▶ EXERCISE BRIEF: Count the lines in the records below that contain the string "airplane", treating uppercase and lowercase letters as distinct. Give only the number.

▶ RECORDS FOR THE TASK:
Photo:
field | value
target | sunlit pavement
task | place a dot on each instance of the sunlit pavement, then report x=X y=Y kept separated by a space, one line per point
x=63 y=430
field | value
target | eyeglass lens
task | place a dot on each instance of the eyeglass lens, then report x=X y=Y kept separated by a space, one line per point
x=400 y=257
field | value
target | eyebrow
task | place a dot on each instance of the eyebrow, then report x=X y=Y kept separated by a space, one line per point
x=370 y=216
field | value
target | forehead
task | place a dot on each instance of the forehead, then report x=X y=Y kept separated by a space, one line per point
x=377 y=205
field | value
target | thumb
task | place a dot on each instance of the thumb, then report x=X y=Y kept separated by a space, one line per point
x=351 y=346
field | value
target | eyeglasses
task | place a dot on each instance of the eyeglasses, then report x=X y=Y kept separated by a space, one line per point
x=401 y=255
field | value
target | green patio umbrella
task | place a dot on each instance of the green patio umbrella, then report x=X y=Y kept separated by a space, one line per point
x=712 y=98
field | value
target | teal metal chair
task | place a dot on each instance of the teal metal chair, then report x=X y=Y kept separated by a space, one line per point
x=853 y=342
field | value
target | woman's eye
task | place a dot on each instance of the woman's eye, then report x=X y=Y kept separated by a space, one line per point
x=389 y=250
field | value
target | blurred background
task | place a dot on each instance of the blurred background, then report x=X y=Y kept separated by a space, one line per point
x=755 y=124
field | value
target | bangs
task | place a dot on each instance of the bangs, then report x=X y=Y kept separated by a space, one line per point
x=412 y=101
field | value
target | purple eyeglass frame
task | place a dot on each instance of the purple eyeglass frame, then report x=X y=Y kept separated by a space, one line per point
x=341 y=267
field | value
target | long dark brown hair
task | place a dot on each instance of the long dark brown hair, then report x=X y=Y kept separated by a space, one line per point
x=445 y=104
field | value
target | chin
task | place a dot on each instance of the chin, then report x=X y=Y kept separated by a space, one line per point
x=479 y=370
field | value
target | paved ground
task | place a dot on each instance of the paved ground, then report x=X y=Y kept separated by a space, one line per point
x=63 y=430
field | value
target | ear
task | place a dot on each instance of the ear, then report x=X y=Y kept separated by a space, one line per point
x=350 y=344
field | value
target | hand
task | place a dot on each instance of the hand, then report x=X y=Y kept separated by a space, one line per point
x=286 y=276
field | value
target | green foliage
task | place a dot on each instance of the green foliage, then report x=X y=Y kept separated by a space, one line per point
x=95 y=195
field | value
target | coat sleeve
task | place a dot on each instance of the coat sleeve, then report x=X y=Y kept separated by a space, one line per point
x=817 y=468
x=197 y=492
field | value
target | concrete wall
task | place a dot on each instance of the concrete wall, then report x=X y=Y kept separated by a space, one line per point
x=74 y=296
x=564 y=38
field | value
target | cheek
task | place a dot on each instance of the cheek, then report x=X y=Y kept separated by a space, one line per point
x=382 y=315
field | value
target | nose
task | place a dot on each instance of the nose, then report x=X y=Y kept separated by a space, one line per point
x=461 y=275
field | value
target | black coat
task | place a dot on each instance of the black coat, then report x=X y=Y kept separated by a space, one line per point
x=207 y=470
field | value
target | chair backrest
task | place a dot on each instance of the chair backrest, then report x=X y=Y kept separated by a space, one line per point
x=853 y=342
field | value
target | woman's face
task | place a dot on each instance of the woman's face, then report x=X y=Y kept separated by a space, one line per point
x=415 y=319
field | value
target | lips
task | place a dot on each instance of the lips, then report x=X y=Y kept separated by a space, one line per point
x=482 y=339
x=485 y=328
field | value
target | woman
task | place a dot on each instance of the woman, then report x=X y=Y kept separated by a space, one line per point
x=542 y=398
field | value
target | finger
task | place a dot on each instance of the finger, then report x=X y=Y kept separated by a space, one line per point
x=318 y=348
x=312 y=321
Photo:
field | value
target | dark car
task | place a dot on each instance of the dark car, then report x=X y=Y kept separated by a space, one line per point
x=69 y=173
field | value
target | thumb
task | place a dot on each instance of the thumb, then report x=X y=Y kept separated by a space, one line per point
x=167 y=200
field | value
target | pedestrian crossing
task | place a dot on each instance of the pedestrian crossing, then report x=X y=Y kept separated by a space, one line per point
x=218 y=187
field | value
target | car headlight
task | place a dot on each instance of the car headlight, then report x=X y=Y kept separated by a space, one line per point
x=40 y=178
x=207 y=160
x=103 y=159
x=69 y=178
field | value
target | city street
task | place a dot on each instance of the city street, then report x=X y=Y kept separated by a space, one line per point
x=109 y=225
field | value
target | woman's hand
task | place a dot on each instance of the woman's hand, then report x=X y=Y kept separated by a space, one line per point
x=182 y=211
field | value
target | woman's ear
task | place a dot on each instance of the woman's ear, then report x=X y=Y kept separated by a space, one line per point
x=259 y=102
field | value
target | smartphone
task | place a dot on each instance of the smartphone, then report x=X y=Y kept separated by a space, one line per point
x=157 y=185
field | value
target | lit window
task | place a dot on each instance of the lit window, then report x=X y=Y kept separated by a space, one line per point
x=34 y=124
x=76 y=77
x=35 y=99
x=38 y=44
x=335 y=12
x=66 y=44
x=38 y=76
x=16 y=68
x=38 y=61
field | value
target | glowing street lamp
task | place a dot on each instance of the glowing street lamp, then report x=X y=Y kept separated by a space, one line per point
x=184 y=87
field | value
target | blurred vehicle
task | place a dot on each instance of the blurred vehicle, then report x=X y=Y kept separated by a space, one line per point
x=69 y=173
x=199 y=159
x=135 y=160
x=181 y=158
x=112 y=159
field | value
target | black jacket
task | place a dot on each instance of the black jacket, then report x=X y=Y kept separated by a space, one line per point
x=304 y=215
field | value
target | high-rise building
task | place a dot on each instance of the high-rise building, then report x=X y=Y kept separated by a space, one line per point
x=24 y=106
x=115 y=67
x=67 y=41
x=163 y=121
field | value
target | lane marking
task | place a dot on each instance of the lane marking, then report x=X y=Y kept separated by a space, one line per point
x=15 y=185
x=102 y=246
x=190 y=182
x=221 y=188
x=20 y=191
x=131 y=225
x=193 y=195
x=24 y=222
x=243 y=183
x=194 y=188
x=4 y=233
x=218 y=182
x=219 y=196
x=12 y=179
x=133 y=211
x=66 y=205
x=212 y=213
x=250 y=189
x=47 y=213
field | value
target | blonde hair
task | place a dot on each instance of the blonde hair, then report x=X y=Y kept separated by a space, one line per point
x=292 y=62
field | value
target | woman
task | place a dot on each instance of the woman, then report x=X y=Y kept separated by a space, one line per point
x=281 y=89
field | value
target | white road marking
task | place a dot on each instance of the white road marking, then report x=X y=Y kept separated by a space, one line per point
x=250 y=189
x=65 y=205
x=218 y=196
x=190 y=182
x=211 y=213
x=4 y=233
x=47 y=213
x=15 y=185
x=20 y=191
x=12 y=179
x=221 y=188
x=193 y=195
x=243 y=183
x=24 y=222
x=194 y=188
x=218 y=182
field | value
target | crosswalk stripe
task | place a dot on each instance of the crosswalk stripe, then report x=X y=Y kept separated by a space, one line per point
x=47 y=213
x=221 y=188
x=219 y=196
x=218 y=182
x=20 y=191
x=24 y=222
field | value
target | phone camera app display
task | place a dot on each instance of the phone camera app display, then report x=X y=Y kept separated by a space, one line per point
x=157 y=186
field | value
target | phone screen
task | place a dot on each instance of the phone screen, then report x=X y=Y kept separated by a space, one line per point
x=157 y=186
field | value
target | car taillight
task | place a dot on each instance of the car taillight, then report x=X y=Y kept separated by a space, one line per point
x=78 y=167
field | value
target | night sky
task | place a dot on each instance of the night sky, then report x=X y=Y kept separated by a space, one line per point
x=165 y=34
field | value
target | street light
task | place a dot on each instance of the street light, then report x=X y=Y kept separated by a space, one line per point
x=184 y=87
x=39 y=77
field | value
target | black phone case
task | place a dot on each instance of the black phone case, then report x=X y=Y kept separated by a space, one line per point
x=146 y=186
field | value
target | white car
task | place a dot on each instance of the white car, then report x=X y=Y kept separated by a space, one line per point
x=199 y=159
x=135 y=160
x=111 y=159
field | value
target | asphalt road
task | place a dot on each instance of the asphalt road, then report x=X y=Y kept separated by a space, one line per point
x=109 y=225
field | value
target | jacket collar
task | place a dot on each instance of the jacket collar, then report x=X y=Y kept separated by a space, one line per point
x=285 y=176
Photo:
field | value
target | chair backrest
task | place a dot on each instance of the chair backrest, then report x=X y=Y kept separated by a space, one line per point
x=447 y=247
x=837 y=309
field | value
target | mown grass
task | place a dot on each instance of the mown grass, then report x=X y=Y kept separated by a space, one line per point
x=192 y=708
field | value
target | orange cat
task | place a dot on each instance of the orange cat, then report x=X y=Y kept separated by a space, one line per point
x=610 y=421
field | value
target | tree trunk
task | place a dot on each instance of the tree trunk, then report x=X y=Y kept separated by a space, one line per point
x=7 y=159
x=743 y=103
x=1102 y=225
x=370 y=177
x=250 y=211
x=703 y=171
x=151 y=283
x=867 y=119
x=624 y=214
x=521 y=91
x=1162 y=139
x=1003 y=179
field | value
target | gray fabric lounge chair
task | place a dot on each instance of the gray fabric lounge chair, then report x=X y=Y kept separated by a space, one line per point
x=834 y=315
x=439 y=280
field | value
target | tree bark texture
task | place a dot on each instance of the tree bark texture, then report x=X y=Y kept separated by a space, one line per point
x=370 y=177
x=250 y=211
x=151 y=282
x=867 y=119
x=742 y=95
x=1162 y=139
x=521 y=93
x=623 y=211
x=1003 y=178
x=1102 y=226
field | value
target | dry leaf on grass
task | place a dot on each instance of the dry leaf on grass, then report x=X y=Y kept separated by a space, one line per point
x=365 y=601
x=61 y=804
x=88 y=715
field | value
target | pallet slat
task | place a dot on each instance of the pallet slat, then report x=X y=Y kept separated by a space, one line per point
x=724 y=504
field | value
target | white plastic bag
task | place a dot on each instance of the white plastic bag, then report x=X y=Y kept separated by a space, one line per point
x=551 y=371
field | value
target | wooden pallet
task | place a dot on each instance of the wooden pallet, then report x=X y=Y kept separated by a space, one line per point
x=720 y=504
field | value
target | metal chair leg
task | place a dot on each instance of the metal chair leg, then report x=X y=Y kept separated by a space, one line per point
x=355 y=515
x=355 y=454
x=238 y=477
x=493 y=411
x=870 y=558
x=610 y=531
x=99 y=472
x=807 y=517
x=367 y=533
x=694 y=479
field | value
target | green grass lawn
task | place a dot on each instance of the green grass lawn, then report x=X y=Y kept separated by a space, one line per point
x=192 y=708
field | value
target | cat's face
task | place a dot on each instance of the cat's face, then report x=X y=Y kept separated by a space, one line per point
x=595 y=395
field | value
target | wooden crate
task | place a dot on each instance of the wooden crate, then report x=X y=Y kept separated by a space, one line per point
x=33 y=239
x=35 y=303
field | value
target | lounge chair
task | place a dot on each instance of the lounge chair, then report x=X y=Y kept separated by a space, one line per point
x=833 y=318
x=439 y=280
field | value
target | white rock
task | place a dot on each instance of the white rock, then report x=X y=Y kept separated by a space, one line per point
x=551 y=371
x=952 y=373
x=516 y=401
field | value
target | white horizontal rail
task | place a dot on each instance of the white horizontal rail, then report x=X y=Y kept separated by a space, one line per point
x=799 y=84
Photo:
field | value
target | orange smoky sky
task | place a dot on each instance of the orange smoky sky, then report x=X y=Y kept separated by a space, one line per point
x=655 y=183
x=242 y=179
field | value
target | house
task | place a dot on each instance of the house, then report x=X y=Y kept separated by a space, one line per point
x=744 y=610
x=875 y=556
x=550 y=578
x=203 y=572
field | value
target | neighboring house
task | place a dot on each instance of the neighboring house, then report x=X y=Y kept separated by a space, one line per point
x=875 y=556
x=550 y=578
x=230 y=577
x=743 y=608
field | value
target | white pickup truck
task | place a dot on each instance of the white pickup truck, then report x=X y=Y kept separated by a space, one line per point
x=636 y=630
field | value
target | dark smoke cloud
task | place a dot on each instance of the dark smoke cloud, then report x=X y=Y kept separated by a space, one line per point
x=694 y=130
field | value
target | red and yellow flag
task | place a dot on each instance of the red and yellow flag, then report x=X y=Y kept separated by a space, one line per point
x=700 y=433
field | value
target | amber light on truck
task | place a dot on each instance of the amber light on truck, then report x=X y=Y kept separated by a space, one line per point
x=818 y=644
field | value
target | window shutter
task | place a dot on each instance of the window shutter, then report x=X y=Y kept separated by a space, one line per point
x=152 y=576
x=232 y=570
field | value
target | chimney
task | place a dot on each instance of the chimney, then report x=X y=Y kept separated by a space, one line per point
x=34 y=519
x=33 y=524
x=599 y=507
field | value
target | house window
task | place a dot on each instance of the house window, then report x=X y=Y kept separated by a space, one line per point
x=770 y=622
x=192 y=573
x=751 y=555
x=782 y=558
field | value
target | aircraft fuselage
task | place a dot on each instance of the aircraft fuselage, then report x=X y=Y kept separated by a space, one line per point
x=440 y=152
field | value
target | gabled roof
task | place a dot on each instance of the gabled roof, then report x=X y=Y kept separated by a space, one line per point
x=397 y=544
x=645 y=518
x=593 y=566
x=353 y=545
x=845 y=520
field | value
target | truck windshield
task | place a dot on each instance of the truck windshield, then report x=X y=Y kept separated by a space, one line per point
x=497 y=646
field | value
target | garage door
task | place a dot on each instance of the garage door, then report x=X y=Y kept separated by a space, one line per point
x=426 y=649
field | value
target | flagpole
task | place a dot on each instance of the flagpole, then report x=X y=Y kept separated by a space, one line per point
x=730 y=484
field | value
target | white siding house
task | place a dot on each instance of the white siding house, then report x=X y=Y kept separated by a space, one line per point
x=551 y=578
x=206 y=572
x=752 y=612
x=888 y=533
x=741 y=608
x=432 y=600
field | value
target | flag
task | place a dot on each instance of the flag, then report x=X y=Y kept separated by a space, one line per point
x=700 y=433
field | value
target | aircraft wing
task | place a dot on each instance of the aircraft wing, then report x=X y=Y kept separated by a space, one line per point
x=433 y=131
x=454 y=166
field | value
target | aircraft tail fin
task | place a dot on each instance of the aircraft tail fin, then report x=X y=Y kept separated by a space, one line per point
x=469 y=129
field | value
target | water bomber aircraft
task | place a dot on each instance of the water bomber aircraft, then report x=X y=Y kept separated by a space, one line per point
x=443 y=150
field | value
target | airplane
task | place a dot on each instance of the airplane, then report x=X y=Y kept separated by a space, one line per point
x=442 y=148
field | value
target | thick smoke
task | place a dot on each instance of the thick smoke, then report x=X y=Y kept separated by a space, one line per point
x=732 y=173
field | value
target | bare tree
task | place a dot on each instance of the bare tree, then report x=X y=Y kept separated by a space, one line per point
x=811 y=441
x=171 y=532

▶ EXERCISE RESPONSE: 2